--- Aufgaben ---
#1 Mit welchem Befehl kann man laut dem Seitenauszug die Regeln und ihren aktuellen Stand jederzeit ansehen?
#2 Übernimm aus dem Seitenauszug wortgetreu den Abschnitt von „iptables-restore -c <“ bis einschließlich „recht einfach ...“.

--- Seitenauszug ---
Ehm, okay, iptables-save -c > rules.txt beim runterfahren (speicherer alle rules mit countern

iptables-restore -c < rules.txt beim hochfahren (rules+counter wieder herstellen.

dann kannst du wann immer du lust hast mit iptables -nvxL die rules und den aktuellen stand anschauen.

zum Monatsende (abrechnungszeitraum ende) kannst Du mit iptables -Z OUTPUT usw. die counter auf 0 setzen.

as easy as that  :Smile: 

Du kannst es Dir auch einfacher machen:

rc-update add iptables default, sicherstellen, daß in /etc/conf.d/iptables unter den optionen auch brav -c steht und fertig. Außerdem zusehen, dass ein save on stop gesetzt ist.

gentoo machts dir da recht einfach ... 

#Options to pass to iptables-save and iptables-restore 

SAVE_RESTORE_OPTIONS="-c"

#Save state on stopping iptables

SAVE_ON_STOP="yes"

Standardmässig scheint er es mit countern beim stoppe zu speichern und auch zu laden beim start, mußt also nur iptables in den runlevel übernehmen. Einmal Deine rules setzen, beim runterfahren wird sich um alles gekümmert, feddisch.

kannst auch zur sicherheit nach dem einfügen deiner regeln einmal:

/etc/init.d/iptables save ausführen, um sicherzugehen ....

Die counter werden immer weiter addiert, wenn Du sie rsetten willst, einfach mit iptables -Z arbeiten (siehe man page)

--- Gespeicherte Datensätze ---

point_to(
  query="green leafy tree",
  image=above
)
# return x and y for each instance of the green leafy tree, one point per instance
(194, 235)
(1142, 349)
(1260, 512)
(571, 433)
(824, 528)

--- Lösungen ---
#1 Mit iptables -nvxL.

#2
iptables-restore -c < rules.txt beim hochfahren (rules+counter wieder herstellen.

dann kannst du wann immer du lust hast mit iptables -nvxL die rules und den aktuellen stand anschauen.

zum Monatsende (abrechnungszeitraum ende) kannst Du mit iptables -Z OUTPUT usw. die counter auf 0 setzen.

as easy as that  :Smile: 

Du kannst es Dir auch einfacher machen:

rc-update add iptables default, sicherstellen, daß in /etc/conf.d/iptables unter den optionen auch brav -c steht und fertig. Außerdem zusehen, dass ein save on stop gesetzt ist.

gentoo machts dir da recht einfach ...